EXERCISE PASSAGE:

□ □ □

The half backs: Real time orchestration & decisioning (Game management)
Like scrum halves and fly halves dictate the tempo of the game, an orchestration layer routes each interaction through the right checks without slowing play:
- Event driven architecture: at FNOL/quote, call out to device, document, voice, and third-party services concurrently; fuse results in real-time.
- Risk Segmentation to Policy driven routing: low risk → straight through; medium risk → light friction (e.g., selfie liveness); high risk → refer/hard stop.
- Feedback loops: closed loop learning from investigation outcomes feeds rules, models, and network features.
- Design for customer experience: Apply graduated friction - honest customers see minimal hurdles, while risk weighted controls increase only when signals justify them.
The centres: Image & document fraud (Break the line)
Document and image manipulation remains a staple of opportunistic and organised fraud:
- Document forensics: detect tampering, edits, synthetic PDFs, metadata anomalies, and font/package inconsistencies.

□ □ □

(Data items)
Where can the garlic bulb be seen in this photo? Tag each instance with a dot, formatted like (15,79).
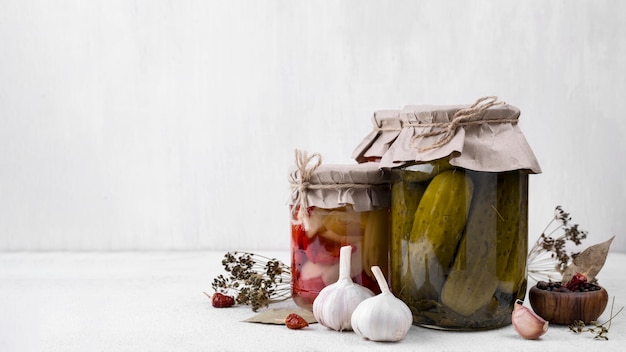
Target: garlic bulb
(383,317)
(527,323)
(335,303)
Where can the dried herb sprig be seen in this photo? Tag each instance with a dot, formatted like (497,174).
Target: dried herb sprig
(548,258)
(598,330)
(254,279)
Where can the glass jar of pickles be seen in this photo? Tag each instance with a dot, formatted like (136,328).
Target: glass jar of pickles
(333,206)
(459,213)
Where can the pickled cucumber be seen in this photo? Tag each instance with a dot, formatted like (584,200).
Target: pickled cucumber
(472,279)
(438,226)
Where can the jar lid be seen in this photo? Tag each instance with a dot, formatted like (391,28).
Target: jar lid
(482,137)
(387,126)
(365,186)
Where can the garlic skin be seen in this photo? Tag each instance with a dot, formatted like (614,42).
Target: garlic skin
(527,323)
(383,317)
(335,303)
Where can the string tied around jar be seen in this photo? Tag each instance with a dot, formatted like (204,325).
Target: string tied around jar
(463,117)
(306,165)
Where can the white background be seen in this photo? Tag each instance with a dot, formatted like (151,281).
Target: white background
(170,125)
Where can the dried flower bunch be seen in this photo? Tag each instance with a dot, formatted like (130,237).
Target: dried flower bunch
(254,279)
(599,331)
(548,258)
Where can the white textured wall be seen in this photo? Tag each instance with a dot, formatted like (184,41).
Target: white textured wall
(156,124)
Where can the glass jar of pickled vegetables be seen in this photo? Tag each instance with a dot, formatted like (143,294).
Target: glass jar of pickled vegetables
(334,206)
(459,214)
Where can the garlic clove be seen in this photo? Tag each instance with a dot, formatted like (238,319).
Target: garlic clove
(527,323)
(334,305)
(383,317)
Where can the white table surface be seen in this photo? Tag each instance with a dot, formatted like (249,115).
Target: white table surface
(154,301)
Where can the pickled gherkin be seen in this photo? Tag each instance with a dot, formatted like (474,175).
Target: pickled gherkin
(462,263)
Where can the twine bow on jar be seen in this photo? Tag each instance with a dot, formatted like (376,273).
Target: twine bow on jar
(463,117)
(302,184)
(334,178)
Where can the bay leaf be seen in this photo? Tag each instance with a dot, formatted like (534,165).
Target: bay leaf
(589,261)
(277,316)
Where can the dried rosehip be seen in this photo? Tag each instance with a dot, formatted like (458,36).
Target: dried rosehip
(295,322)
(220,300)
(576,282)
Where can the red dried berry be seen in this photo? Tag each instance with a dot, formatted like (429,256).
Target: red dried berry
(220,300)
(577,281)
(295,322)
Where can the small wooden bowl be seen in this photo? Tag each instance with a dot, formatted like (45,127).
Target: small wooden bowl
(564,308)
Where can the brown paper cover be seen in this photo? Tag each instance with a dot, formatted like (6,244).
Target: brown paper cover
(490,140)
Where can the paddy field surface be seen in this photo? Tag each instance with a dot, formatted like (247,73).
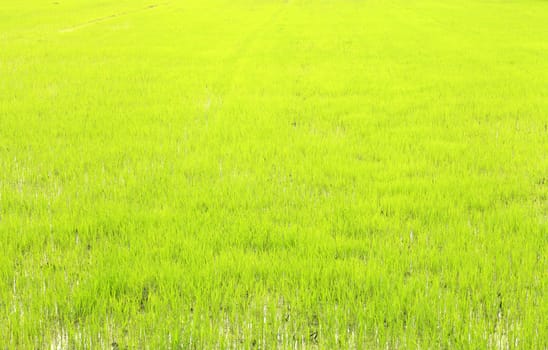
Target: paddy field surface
(273,174)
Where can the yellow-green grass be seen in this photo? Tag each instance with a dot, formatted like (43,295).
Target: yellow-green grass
(273,174)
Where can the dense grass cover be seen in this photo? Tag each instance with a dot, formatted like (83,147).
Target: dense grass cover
(273,174)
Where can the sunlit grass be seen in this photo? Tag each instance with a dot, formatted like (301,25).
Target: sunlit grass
(273,174)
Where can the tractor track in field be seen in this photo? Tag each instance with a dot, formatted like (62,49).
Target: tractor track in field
(109,18)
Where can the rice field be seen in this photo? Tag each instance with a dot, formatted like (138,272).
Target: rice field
(260,174)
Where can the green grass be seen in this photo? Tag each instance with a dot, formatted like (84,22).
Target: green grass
(273,174)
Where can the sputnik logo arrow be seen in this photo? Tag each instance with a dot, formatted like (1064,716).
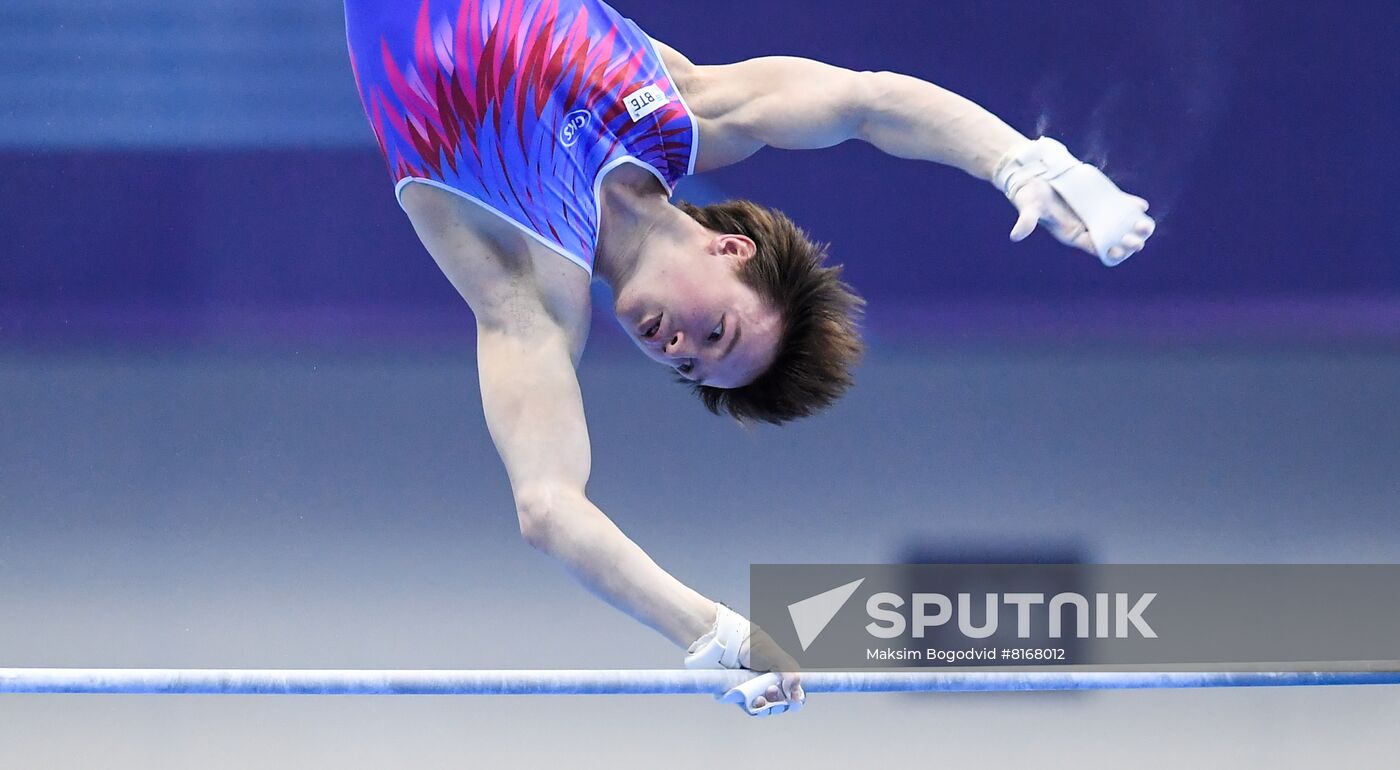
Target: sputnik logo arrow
(812,615)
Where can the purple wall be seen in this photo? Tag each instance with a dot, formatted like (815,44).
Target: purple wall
(1260,133)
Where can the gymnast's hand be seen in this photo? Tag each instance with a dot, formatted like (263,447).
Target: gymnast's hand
(734,643)
(1077,202)
(784,683)
(1038,203)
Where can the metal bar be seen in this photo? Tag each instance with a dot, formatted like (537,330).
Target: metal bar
(95,681)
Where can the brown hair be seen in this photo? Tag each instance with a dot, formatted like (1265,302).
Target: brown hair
(819,342)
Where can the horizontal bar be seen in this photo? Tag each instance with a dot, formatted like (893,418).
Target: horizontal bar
(311,682)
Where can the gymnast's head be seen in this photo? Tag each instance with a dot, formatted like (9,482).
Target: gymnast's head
(748,314)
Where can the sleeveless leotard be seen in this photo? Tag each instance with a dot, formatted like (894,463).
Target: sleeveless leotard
(518,105)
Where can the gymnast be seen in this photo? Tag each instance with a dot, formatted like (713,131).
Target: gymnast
(535,143)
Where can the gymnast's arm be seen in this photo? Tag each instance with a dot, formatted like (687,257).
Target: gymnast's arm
(535,413)
(800,104)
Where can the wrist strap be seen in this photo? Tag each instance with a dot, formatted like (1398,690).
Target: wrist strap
(1043,158)
(724,646)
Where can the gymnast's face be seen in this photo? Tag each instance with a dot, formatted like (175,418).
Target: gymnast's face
(688,308)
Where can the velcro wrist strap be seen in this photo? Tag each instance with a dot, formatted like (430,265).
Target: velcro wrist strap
(724,646)
(1043,158)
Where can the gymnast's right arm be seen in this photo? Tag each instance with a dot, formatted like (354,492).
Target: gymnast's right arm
(535,413)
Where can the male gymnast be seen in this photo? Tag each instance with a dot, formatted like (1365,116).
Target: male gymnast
(534,144)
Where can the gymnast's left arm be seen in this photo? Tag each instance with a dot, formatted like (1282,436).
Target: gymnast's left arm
(801,104)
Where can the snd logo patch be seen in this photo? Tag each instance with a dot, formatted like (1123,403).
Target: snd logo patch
(573,128)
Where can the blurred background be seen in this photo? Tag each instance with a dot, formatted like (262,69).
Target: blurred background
(240,423)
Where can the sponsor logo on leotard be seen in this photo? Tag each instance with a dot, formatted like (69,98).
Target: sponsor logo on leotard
(573,128)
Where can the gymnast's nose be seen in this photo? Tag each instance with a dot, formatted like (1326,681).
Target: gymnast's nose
(676,343)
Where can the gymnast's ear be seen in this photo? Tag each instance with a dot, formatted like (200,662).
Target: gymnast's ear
(737,248)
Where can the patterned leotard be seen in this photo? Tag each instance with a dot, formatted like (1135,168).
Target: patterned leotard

□ □ □

WHAT TO WORK ON:
a) Summarize the fraud-prevention passage in two sentences.
b) In the fraud-prevention passage, how is a medium-risk case handled under policy-driven routing?
c) Write the next part of the fraud-prevention passage, starting after its final line.

RESPONSE LIST:
a) An orchestration layer, likened to scrum halves and fly halves dictating a game's tempo, routes each interaction through the right checks without slowing play by calling services concurrently, routing cases by risk level, learning from investigation outcomes, and applying graduated friction to customers. Because document and image manipulation remains a staple of opportunistic and organized fraud, document forensics detects tampering, edits, synthetic PDFs, metadata anomalies, and font or package inconsistencies.

b) It receives light friction, such as selfie liveness.

c)
- Image analytics: detect splices, re used images (perceptual hashing), Exchangeable image file format (EXIF) inconsistencies, synthetic content cues, and physical impossibilities (shadows, reflections).
- Cross document/entity checks: verify consistency with third party data (e.g., vehicle condition, property attributes, weather).
The differing techniques used to detect manipulation tend to have differing true positive rates, therefore should be deployed with other detection methods into one overall score.
The back three: Voice & contact centre intelligence (Last line of defence)
Your phones and chat lines are a goldmine:
- Voice analytics: detect synthetic/AI voice, playback patterns, and voice stress indicators (used judiciously).
- Caller/device reputation: correlate device ID, call velocity across accounts, and Interactive Voice Response behaviour.
This ensures alignment between contact centre operations with digital signals, closing a common gap exploited by social engineers and claim mills.
However, this will become increasingly challenging, as consumer communication preferences evolve.. Forcing consumers down specific channels could lead to genuine customer drop off.
The bench: Third party data (Specialists you bring on when it matters)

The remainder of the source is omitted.